§ Angegebenes Ziel 1
Schreib die Zeilen aller Einträge neu und ersetze dabei "street pavement" durch "road surface", ohne sonst etwas zu ändern. Die Bilder kommen in deiner Antwort nicht vor.

======== Seite ========

Ich hoffe doch sehr, dass Du nicht versuchst Agnostizismus und Realismus voneinander zu betrachten. Lies Dir doch auch mal bitte wieder die Definition von Realismus und Agnostizismus durch. 

Und mal wiede zu Deiner Beweisführung: es sind DEINE Erklärungen, die Du zu den Punkten abgibst, von den ich WIEDER behaupte, dass Du sie nicht verstehen WILLST: Das beispiel mit Cerberus habe ich gebracht, um zu zeigen, wie unausgegoren der Einsatz dieses Feindes im Spiel eingebracht ist. Cerberus hat ja überall Spione-wieso sollte es nicht also möglich sein, dass sie wissen, wo der Tiegel gebaut wird?  Deine Argumentation mit dem "Haribo-Planeten" ist einfach nur kindisch. Wenn cerberus kein Interesse am Tiegel hat, warum sabotiert cerberus dann Shepard? Und will Cerberus nicht selber atwas bauen, um die Reaper zu kontrollieren? Oder wieso glaubst Du gibt es so ein Konkurrenzkampf zwischen den Parteien? Warum also sollte cerberus nicht versuchen den Bauort des Tiegels herauszufinden und zu sabotieren??? Sabotage des Feindes ist eine logische Kriegshandlung...

======== Extrahierte Einträge ========

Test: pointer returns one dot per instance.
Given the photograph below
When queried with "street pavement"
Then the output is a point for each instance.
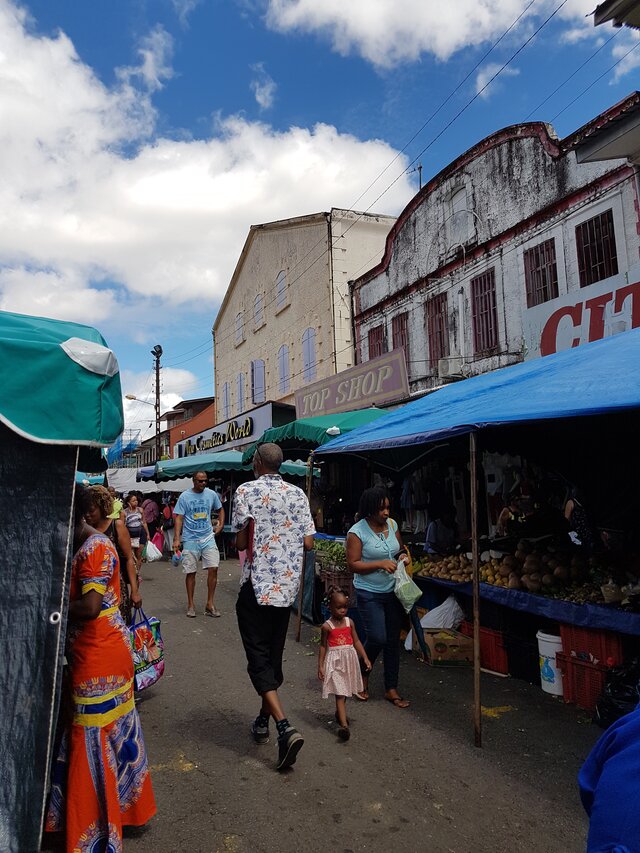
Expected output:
(409, 780)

========

§ Angegebenes Ziel 2
Stimmen die folgenden Aussagen mit dem Forenbeitrag über Cerberus überein? (a) Der Verfasser hält die Argumentation mit dem "Haribo-Planeten" für kindisch. (b) Laut dem Beitrag hat Cerberus nirgendwo Spione. (c) Der Verfasser nennt Sabotage des Feindes eine logische Kriegshandlung.

§ Korrektes Ergebnis 1
Test: pointer returns one dot per instance.
Given the photograph below
When queried with "road surface"
Then the output is a point for each instance.
Expected output:
(409, 780)

§ Korrektes Ergebnis 2
(a) Ja: "Deine Argumentation mit dem "Haribo-Planeten" ist einfach nur kindisch."
(b) Nein: "Cerberus hat ja überall Spione"
(c) Ja: "Sabotage des Feindes ist eine logische Kriegshandlung"